— ATIVIDADES —
1) No texto sobre a cegueira, de que cor o cego diz que vê tudo?
2) Atualize um trecho do texto sobre a cegueira: reescreva-o de "Para comprovar o" a "lê-lo, mas devem!!!!!", substituindo "amostra" por "prova".
3) Prossiga com o texto sobre a cegueira a partir da última frase apresentada.

— TEXTO DO EXERCÍCIO —
________________
Para comprovar o que disse, deixo-lhes uma amostra, com a transcrição de um dos primeiros parágrafos do livro, no intuito de não estragar parte da trama ao revelar situações que serão desvendadas ao longo da leitura, se é que vão lê-lo, mas devem!!!!!
Mas a cegueira não é assim, disse o outro, a cegueira dizem que é negra, Pois eu vejo tudo branco, Se calhar a mulherzinha tinha razão, pode ser coisa de nervos, os nervos são o diabo, Eu bem sei o que é, uma desgraça, sim, uma desgraça, Diga-me onde mora, por favor, ao mesmo tempo ouviu-se o arranque do motor. Balbuciando, como se a falta de visão lhe tivesse enfraquecido a memória, o cego deu uma direcção, depois disse, Não sei como lhe hei-de agradecer, e o outro respondeu, Ora, não tem importância, hoje por si, amanhã por mim, não sabemos para o que estamos guardados, Tem razão, quem me diria, quando saí de casa esta manhã, que estava para me acontecer uma fatalidade como esta. Estranhou que continuassem parados, por que é que não andamos, perguntou, O sinal está no vermelho, respondeu o outro, Ah, fez o cego, e pôs-se a chorar outra vez. A partir de agora deixara de poder saber quando o sinal estava vermelho.
________________
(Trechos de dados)
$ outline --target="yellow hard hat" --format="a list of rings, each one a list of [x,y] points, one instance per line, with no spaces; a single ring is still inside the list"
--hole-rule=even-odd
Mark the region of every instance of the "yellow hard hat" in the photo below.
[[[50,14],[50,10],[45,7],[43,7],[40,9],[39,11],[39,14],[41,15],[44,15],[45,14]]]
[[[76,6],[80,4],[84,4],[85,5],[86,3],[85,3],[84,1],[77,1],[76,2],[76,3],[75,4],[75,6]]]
________________
— RESPOSTAS POR TAREFA —
1) Ele diz que vê tudo branco.

2)
Para comprovar o que disse, deixo-lhes uma prova, com a transcrição de um dos primeiros parágrafos do livro, no intuito de não estragar parte da trama ao revelar situações que serão desvendadas ao longo da leitura, se é que vão lê-lo, mas devem!!!!!

3)
O diálogo é entre o primeiro cego e o sujeito que o ajuda e o leva para casa no carro do outro, mal sabendo que será ele o próximo, e depois a mulher do primeiro, e depois o médico que o atende, e os pacientes deste último que estavam na sala de espera, e a mulher do médico ... bem .. paro por aqui, para não estragar mais nada.
O filme, ainda não o vi, mas dizem ser o livro cuspido e escarrado, o que é ótimo!!